### Task item
Each line below should be repeated exactly as it stands.

START The data

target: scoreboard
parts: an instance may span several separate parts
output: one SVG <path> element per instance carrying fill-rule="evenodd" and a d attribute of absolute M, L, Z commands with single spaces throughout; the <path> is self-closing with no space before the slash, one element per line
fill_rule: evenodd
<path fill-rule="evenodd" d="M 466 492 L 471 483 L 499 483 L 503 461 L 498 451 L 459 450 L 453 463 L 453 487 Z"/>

END The data

### Result for this exercise
target: scoreboard
parts: an instance may span several separate parts
output: one SVG <path> element per instance carrying fill-rule="evenodd" and a d attribute of absolute M, L, Z commands with single spaces throughout; the <path> is self-closing with no space before the slash, one element per line
fill_rule: evenodd
<path fill-rule="evenodd" d="M 466 492 L 471 483 L 499 483 L 503 461 L 498 451 L 459 450 L 453 463 L 453 487 Z"/>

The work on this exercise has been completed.